▶ _Stored data entries_
------------------------------------
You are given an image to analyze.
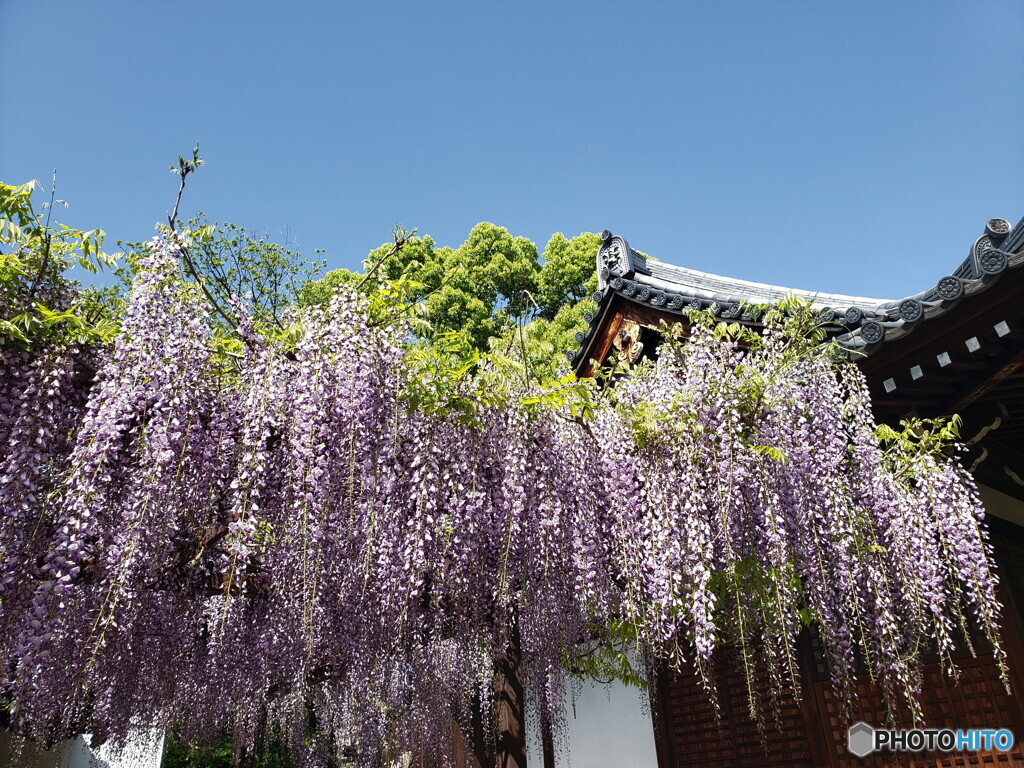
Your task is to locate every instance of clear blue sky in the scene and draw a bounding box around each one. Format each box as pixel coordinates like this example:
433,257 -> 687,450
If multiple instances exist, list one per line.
0,0 -> 1024,296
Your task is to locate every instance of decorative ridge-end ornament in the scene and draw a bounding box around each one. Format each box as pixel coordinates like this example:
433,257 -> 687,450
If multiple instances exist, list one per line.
597,229 -> 650,288
985,219 -> 1013,242
860,321 -> 886,344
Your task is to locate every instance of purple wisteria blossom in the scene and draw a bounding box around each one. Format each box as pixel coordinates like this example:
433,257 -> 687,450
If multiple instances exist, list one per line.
0,250 -> 1004,765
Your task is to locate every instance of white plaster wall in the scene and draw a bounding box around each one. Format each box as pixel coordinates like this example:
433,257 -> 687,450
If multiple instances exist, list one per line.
0,730 -> 164,768
526,683 -> 657,768
59,729 -> 164,768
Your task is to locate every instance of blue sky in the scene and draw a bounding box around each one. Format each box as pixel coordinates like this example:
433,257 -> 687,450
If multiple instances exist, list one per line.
0,0 -> 1024,296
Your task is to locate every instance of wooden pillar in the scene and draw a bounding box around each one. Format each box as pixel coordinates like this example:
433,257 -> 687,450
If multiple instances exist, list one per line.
495,623 -> 526,768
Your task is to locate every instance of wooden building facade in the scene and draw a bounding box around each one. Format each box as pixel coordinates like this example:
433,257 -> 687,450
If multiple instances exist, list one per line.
568,219 -> 1024,768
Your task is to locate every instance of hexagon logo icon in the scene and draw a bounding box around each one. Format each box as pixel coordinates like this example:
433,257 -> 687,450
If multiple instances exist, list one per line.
846,723 -> 874,758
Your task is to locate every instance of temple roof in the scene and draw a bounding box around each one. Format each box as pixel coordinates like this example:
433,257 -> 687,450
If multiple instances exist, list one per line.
568,219 -> 1024,373
568,219 -> 1024,501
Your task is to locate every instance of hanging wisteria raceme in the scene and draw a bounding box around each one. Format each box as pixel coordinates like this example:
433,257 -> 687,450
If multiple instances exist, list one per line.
0,240 -> 1002,765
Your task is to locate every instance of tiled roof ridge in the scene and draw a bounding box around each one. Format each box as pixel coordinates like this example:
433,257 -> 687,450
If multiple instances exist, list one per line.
567,219 -> 1024,369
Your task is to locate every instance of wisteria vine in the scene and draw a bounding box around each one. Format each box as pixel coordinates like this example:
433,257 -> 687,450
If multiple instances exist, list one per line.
0,239 -> 1004,765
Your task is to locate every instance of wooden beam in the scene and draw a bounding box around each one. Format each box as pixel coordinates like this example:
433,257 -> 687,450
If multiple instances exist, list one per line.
940,350 -> 1024,414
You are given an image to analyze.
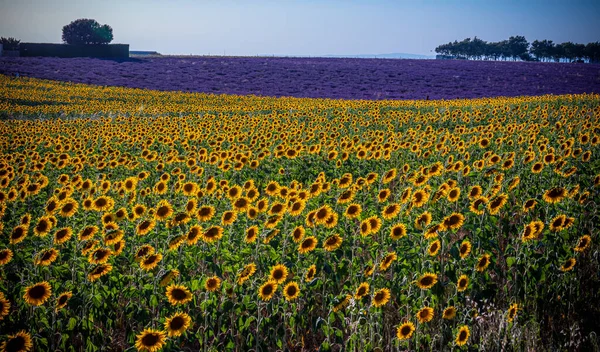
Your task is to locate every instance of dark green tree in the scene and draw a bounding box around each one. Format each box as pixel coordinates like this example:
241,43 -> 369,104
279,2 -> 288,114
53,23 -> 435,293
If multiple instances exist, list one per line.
62,18 -> 113,44
0,37 -> 21,50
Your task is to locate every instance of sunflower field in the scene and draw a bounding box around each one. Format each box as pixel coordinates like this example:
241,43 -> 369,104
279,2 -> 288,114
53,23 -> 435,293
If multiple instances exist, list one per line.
0,76 -> 600,352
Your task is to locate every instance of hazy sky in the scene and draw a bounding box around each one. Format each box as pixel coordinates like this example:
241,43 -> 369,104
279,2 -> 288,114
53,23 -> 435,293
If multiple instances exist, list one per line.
0,0 -> 600,55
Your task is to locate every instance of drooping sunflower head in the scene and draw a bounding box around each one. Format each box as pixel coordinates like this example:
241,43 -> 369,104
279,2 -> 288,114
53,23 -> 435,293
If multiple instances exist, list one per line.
298,236 -> 318,254
283,281 -> 300,301
417,307 -> 433,324
354,282 -> 369,299
396,322 -> 415,341
373,288 -> 391,307
323,234 -> 343,252
165,313 -> 192,337
237,263 -> 256,285
455,325 -> 470,346
135,329 -> 167,352
506,303 -> 519,323
204,276 -> 221,292
258,281 -> 277,301
456,275 -> 469,292
458,240 -> 472,259
475,254 -> 490,272
270,264 -> 288,284
417,273 -> 438,290
23,281 -> 52,306
576,235 -> 592,252
166,284 -> 192,305
442,306 -> 456,320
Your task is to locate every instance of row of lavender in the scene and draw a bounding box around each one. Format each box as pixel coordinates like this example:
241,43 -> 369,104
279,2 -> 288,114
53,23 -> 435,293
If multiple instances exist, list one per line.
0,57 -> 600,99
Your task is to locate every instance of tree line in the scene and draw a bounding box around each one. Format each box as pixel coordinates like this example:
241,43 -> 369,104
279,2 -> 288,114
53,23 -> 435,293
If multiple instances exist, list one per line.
435,35 -> 600,63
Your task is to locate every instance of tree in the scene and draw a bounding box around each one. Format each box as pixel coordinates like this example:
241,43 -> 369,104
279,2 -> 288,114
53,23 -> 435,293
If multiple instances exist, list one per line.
508,35 -> 529,60
62,18 -> 113,44
0,37 -> 21,50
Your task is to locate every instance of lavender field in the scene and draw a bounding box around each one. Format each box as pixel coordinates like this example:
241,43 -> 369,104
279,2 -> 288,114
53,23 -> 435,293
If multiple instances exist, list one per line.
0,57 -> 600,99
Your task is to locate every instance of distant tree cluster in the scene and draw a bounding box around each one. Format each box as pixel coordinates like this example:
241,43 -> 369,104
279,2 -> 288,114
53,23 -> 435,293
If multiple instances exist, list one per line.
435,36 -> 600,62
62,18 -> 113,45
0,37 -> 21,50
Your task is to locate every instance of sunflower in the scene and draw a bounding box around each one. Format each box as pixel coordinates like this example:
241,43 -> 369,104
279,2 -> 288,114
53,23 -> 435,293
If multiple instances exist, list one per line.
506,303 -> 519,323
244,225 -> 258,243
23,281 -> 52,306
379,252 -> 398,271
384,169 -> 398,185
531,161 -> 544,174
93,196 -> 115,211
304,264 -> 317,282
88,264 -> 112,282
333,295 -> 352,313
196,205 -> 215,222
0,330 -> 33,352
237,263 -> 256,285
202,226 -> 223,243
283,281 -> 300,301
458,240 -> 472,259
415,211 -> 431,230
165,313 -> 192,337
381,203 -> 400,220
9,225 -> 28,244
417,307 -> 433,324
372,288 -> 391,307
258,281 -> 277,301
140,253 -> 162,271
523,199 -> 537,213
154,199 -> 173,221
204,276 -> 221,292
396,322 -> 415,341
314,205 -> 333,225
469,197 -> 489,215
454,325 -> 470,346
576,235 -> 592,252
323,234 -> 342,252
543,187 -> 567,204
417,273 -> 437,290
298,236 -> 319,254
0,292 -> 10,321
135,329 -> 167,352
442,213 -> 465,230
447,187 -> 460,203
35,248 -> 58,266
475,254 -> 490,272
269,264 -> 288,284
33,216 -> 53,237
288,200 -> 306,216
427,240 -> 442,257
354,282 -> 369,300
0,248 -> 13,265
456,275 -> 469,292
560,258 -> 577,272
550,214 -> 567,232
185,225 -> 202,246
487,194 -> 508,215
56,291 -> 73,311
377,188 -> 392,203
442,306 -> 456,320
166,284 -> 192,306
390,223 -> 406,240
88,248 -> 112,264
59,198 -> 79,218
292,225 -> 306,243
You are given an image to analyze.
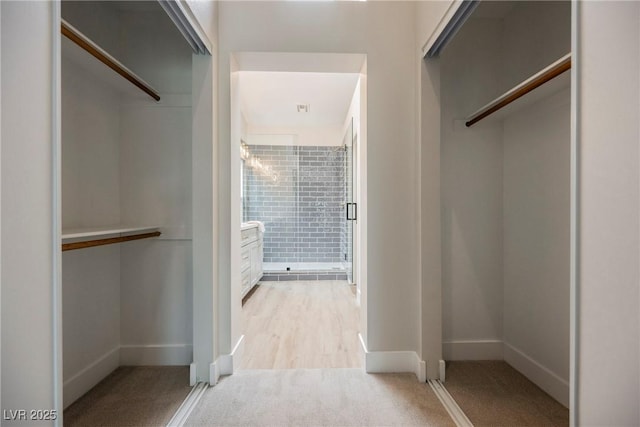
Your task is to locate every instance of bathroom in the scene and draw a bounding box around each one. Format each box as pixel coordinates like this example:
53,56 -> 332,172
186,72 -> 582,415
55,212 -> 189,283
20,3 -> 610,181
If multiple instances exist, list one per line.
236,64 -> 362,369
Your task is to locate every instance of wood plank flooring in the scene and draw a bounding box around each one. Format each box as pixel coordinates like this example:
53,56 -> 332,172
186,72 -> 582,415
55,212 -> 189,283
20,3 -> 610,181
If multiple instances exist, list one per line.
240,280 -> 364,369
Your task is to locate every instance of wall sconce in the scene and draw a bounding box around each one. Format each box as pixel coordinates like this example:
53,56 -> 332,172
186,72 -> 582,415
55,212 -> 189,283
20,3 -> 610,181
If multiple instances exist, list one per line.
240,141 -> 278,183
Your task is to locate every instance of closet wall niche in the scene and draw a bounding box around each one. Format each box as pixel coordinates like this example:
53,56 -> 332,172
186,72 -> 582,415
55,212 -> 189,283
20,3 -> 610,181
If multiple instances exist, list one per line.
439,1 -> 571,406
61,1 -> 192,407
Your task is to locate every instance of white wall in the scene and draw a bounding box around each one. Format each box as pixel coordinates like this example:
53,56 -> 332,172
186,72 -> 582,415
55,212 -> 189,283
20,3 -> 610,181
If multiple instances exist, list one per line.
501,2 -> 571,406
219,2 -> 422,364
61,3 -> 193,405
61,41 -> 120,412
119,10 -> 193,365
576,2 -> 640,425
503,90 -> 571,406
61,59 -> 120,229
0,2 -> 61,424
187,0 -> 220,383
245,125 -> 344,146
440,19 -> 503,359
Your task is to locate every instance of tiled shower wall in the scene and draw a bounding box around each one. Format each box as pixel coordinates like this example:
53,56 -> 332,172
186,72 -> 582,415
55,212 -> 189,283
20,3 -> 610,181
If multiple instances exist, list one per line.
243,145 -> 346,262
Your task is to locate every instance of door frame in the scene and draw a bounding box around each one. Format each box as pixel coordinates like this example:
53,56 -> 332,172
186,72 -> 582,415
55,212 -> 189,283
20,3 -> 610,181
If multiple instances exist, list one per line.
225,52 -> 367,374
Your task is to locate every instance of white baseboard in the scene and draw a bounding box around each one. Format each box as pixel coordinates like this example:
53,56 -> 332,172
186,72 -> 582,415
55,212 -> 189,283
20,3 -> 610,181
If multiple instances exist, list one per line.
63,346 -> 120,408
358,334 -> 427,382
504,343 -> 569,407
209,362 -> 220,386
189,362 -> 198,387
216,335 -> 244,375
442,340 -> 504,360
120,344 -> 193,366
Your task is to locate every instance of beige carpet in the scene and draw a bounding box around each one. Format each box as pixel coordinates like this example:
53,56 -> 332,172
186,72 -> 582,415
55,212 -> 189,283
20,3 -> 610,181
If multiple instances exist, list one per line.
445,361 -> 569,427
64,366 -> 191,426
187,369 -> 455,426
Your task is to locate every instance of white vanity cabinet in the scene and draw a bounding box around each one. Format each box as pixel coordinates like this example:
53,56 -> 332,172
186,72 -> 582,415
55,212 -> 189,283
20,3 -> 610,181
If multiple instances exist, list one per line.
240,224 -> 264,298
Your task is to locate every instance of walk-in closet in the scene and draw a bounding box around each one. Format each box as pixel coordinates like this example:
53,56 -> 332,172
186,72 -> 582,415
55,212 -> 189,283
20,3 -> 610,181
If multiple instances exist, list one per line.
61,1 -> 201,424
432,1 -> 571,424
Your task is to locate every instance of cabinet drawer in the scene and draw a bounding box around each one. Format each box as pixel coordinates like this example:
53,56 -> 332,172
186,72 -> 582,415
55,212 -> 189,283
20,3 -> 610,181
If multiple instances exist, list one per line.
240,227 -> 258,246
240,268 -> 251,291
240,247 -> 251,271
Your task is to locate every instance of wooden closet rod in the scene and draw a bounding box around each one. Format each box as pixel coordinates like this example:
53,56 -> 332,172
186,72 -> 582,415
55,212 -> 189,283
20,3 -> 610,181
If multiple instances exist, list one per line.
60,20 -> 160,101
62,231 -> 162,252
465,55 -> 571,127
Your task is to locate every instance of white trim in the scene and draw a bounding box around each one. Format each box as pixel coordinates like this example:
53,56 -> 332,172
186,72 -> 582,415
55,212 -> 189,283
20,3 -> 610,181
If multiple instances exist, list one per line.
209,362 -> 220,386
442,340 -> 504,360
51,2 -> 67,426
62,346 -> 120,408
429,380 -> 473,427
120,344 -> 193,366
504,343 -> 569,407
569,0 -> 582,427
422,0 -> 463,58
189,362 -> 198,387
216,335 -> 244,374
167,383 -> 207,427
358,334 -> 427,382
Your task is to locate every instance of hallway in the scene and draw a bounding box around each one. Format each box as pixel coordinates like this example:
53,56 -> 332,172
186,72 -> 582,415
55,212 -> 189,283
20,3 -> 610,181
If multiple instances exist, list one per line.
240,281 -> 364,369
185,369 -> 455,426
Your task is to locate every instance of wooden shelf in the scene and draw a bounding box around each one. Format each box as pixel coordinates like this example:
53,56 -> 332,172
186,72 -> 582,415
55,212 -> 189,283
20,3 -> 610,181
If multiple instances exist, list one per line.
62,226 -> 161,251
60,20 -> 160,101
465,53 -> 571,127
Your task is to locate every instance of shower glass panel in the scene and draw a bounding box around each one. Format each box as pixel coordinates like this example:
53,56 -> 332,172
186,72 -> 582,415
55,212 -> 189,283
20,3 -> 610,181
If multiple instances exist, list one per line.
342,118 -> 357,283
243,142 -> 352,280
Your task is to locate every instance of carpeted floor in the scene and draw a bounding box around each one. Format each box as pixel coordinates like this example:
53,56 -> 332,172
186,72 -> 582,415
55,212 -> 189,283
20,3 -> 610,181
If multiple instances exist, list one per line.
186,368 -> 455,426
64,366 -> 191,426
444,361 -> 569,427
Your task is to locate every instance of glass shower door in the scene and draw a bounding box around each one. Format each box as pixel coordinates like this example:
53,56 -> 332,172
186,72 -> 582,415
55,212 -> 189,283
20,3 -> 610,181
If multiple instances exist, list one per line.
343,118 -> 358,283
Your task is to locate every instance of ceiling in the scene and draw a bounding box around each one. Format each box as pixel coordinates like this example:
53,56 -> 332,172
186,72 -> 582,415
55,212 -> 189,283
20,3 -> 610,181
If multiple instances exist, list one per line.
238,71 -> 359,128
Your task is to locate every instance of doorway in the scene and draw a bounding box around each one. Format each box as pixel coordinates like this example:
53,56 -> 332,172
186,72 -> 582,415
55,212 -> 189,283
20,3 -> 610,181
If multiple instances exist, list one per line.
230,54 -> 366,368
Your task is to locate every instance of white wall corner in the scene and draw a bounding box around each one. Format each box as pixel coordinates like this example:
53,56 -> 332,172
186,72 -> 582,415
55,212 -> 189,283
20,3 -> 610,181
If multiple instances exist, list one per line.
414,352 -> 427,383
438,360 -> 447,383
189,362 -> 198,387
216,335 -> 244,375
209,362 -> 220,386
504,343 -> 569,407
360,346 -> 427,382
62,346 -> 120,408
442,340 -> 504,360
120,344 -> 193,366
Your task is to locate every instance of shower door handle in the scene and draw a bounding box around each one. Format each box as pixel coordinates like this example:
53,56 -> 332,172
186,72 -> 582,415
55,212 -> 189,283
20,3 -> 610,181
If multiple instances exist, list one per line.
347,203 -> 358,221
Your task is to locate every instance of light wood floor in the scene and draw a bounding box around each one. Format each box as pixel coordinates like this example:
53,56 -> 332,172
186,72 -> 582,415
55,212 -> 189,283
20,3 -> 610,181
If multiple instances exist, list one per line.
240,280 -> 364,369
------------------------------------
▶ _Written instruction_
Transcribe the lines above without any changes, beginning with the line containing "Your task is to locate every instance of wooden closet" and ending with the line containing "465,55 -> 571,127", with both of those lines included.

▶ _The solution_
Your task is to locate every instance of wooden closet rod in the scene and draw a bounding box around each one. Format each box as pixel coordinates like this example:
53,56 -> 332,172
186,72 -> 582,415
55,212 -> 189,283
20,3 -> 610,181
If multiple instances exist, list one per line.
60,20 -> 160,101
62,231 -> 162,252
465,55 -> 571,127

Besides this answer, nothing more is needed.